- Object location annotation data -

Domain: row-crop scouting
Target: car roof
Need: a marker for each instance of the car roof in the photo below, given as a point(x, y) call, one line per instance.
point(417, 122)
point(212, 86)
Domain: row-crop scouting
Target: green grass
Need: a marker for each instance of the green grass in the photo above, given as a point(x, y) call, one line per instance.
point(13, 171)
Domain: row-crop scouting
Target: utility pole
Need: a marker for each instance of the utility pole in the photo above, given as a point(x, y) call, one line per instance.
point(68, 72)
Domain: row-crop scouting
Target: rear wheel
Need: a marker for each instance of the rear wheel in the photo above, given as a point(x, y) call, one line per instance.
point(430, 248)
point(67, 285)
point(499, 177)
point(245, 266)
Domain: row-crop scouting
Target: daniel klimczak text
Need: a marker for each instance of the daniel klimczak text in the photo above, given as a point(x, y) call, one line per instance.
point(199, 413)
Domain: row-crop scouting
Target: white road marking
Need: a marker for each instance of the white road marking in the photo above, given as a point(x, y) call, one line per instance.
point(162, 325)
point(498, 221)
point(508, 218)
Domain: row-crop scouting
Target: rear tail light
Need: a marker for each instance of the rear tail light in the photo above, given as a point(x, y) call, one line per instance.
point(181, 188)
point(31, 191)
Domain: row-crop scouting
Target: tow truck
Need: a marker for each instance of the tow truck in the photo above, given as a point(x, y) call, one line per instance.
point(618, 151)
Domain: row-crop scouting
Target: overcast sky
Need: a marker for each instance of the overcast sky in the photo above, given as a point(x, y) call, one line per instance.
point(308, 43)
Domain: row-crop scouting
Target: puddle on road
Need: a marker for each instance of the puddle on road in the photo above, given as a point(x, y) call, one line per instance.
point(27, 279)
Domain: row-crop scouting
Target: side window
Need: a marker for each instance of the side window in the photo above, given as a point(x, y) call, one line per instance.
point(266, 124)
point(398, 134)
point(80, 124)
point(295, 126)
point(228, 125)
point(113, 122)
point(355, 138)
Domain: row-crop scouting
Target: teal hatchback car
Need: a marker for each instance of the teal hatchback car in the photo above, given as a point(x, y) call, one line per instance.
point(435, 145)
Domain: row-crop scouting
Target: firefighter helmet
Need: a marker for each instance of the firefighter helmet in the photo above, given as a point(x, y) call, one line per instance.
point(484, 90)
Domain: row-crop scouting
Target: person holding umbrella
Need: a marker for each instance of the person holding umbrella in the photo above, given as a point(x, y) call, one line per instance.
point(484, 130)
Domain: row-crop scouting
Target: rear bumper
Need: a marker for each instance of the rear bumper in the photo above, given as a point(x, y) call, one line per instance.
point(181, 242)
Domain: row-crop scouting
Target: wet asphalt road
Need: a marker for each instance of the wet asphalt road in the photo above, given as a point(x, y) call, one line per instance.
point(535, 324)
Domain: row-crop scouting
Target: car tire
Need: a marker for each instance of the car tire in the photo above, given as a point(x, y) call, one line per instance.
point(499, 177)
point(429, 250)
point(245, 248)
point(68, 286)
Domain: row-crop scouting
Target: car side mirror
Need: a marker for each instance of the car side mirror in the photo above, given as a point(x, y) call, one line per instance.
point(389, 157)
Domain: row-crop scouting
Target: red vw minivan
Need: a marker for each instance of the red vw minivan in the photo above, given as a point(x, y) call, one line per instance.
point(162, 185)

- Stated task -
Go through the listing and copy all of it exactly.

- Response to the task -
Domain: row-crop scouting
Target: car roof
Need: a marker for each instance of the car roof in the photo below, given as a point(x, y) call, one line per instance.
point(417, 122)
point(212, 86)
Domain: row-crop scouting
Target: green grass
Need: a marker for each instance of the green grass in the photo above, given as a point(x, y) call, one line per instance.
point(13, 171)
Domain: row-crop scouting
Target: utility pole
Need: a marker for each instance of the utility pole in the photo above, given as a point(x, y) call, one line per instance.
point(68, 72)
Domain: row-crop scouting
Target: rear wheel
Need: a marker for each instance of the rear wheel in the photo above, given as a point(x, y) call, one line per instance.
point(430, 248)
point(67, 285)
point(499, 177)
point(245, 266)
Domain: row-crop scouting
Target: daniel klimczak text
Need: a marker for each instance of the daniel klimczak text in the photo above, given as a point(x, y) call, one line per instance.
point(199, 413)
Domain: row-crop scouting
Target: white road marking
Need: a marker for each instance of the white road marking in the photo above, given as a point(x, y) call, one line per instance.
point(162, 325)
point(498, 221)
point(508, 218)
Domain: row-crop scouting
Target: rear tail light
Need: a marker for each instance of the rear tail light in the photo above, given as a point(x, y) call, one line per instance.
point(181, 188)
point(31, 191)
Domain: row-crop scouting
Target: tow truck
Need: a marker for each instance of the tow truck in the photo above, given as a point(x, y) call, one line per instance.
point(618, 151)
Domain: row-crop scouting
Target: overcast sky
Need: a marker for each instance of the overcast sky in the photo above, given as a point(x, y) call, one line per instance.
point(308, 43)
Domain: row-crop scouting
Target: puddle on road
Need: a marker for each instance of the puddle on road in the photo above, given as a point(x, y) call, one line per instance.
point(27, 279)
Domain: row-crop scouting
Target: side window
Need: a marker for each instance of the side window in the photo above, given as a point(x, y) call, one line per instance.
point(266, 124)
point(398, 134)
point(80, 124)
point(295, 126)
point(228, 125)
point(113, 122)
point(355, 138)
Domain: row-crop scouting
Target: teal hatchback car
Need: a marker for each instance of the teal hatchback car in the photo above, given as a point(x, y) call, one line per instance.
point(435, 145)
Domain: row-crop scouting
Target: firefighter helmet
Need: a marker for each instance of the firefighter helmet in the photo above, given as a point(x, y) call, one line per instance.
point(484, 90)
Domain: row-crop scouting
Target: person holding umbrella
Need: a marker for each instance of the person holding umbrella in the photo above, given as a point(x, y) call, one line per instance.
point(484, 130)
Domain: row-crop scouting
Target: rear bumper
Need: a marker for each instance of the rear bumper in the photo above, given as a point(x, y) call, one line per instance.
point(181, 242)
Domain: row-crop scouting
Target: wet asphalt road
Need: a marker for each instance of the wet asphalt road in the photo above, given as a point(x, y) call, one line per instance.
point(535, 324)
Domain: row-crop scouting
Target: car tire
Need: a marker for each instance of the car tire in the photo above, given as a point(x, y) call, one line per instance.
point(499, 177)
point(429, 250)
point(245, 248)
point(68, 286)
Domain: row-crop scouting
Target: car side mirror
Need: a marker for each instance of the car side mirror in the photo above, given as a point(x, y) call, one line per instance.
point(389, 157)
Domain: row-crop scouting
Target: red vw minivan
Need: a marker for each instance of the red vw minivan in the photo above, given as a point(x, y) call, one line per instance.
point(162, 185)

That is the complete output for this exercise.